Task to complete
Reproduce the records below, swapping every "Mark the region" for "Outline the area" and leaving all other text intact.

Stored data
______

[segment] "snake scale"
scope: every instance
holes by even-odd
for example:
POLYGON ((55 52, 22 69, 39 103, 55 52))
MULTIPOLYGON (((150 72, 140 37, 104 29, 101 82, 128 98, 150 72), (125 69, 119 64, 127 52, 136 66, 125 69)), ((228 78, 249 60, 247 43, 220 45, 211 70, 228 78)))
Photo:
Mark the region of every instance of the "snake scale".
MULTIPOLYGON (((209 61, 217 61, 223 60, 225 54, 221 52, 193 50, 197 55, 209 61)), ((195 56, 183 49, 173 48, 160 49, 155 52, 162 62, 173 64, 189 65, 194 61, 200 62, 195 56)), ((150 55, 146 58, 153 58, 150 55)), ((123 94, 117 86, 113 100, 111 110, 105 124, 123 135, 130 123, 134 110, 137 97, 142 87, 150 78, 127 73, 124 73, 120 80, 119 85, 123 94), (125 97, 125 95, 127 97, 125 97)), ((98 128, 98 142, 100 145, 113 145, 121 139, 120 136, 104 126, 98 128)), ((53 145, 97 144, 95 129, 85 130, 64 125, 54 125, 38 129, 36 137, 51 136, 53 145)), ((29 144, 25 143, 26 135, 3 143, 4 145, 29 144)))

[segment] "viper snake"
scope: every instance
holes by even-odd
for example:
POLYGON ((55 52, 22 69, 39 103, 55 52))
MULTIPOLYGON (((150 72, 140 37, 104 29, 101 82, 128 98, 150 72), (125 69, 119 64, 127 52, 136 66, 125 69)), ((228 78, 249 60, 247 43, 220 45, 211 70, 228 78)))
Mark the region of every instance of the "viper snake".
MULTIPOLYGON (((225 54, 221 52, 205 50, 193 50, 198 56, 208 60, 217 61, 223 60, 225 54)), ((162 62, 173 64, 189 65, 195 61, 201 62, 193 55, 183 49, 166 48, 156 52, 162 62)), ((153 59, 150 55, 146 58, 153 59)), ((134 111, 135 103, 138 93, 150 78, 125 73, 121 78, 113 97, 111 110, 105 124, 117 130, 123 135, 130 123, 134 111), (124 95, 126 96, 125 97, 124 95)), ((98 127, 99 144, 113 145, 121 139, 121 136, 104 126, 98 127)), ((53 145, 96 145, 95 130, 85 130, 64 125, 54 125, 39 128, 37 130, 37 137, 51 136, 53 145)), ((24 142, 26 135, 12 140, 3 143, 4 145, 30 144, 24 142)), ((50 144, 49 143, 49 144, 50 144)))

______

Completed exercise
[segment] "snake scale"
scope: every instance
holes by even-odd
for example:
POLYGON ((55 52, 22 69, 39 103, 55 52))
MULTIPOLYGON (((150 72, 140 37, 104 29, 101 82, 128 98, 150 72), (125 69, 119 64, 127 52, 136 66, 125 69)), ((228 78, 249 60, 247 43, 220 45, 211 70, 228 78)))
Photo:
Outline the area of every instance of the "snake scale".
MULTIPOLYGON (((209 61, 217 61, 223 60, 225 54, 221 52, 193 50, 197 55, 209 61)), ((195 56, 183 49, 173 48, 160 49, 155 52, 162 62, 173 64, 189 65, 194 61, 200 62, 195 56)), ((150 55, 146 58, 153 58, 150 55)), ((123 94, 117 86, 113 100, 111 110, 105 124, 123 135, 130 123, 134 110, 137 97, 142 87, 150 78, 127 73, 124 73, 120 80, 119 85, 123 94), (125 97, 125 95, 127 97, 125 97)), ((98 128, 98 142, 100 145, 113 145, 121 139, 120 136, 104 126, 98 128)), ((53 145, 97 144, 95 129, 85 130, 64 125, 54 125, 38 129, 36 137, 51 136, 53 145)), ((29 144, 25 143, 26 135, 3 143, 4 145, 29 144)))

[segment] "viper snake"
scope: every instance
holes by even-odd
for example:
POLYGON ((55 52, 22 69, 39 103, 55 52))
MULTIPOLYGON (((150 72, 140 37, 104 29, 101 82, 128 98, 150 72), (125 69, 119 64, 127 52, 136 66, 125 69)), ((228 78, 249 60, 247 43, 220 45, 211 70, 228 78)))
Outline the area of every instance of the "viper snake".
MULTIPOLYGON (((225 54, 221 52, 205 50, 193 50, 198 56, 208 60, 217 61, 223 60, 225 54)), ((162 62, 173 64, 189 65, 195 61, 201 62, 193 55, 183 49, 166 48, 156 52, 162 62)), ((153 59, 150 55, 146 58, 153 59)), ((134 111, 135 103, 138 93, 150 78, 125 73, 121 78, 113 97, 111 110, 105 124, 117 130, 123 135, 130 123, 134 111), (124 95, 126 96, 125 97, 124 95)), ((98 127, 99 144, 113 145, 121 139, 121 136, 104 126, 98 127)), ((53 145, 96 145, 95 130, 85 130, 64 125, 54 125, 39 128, 37 130, 37 137, 51 136, 53 145)), ((24 142, 26 135, 12 140, 3 143, 4 145, 30 144, 24 142)), ((50 144, 49 143, 49 144, 50 144)))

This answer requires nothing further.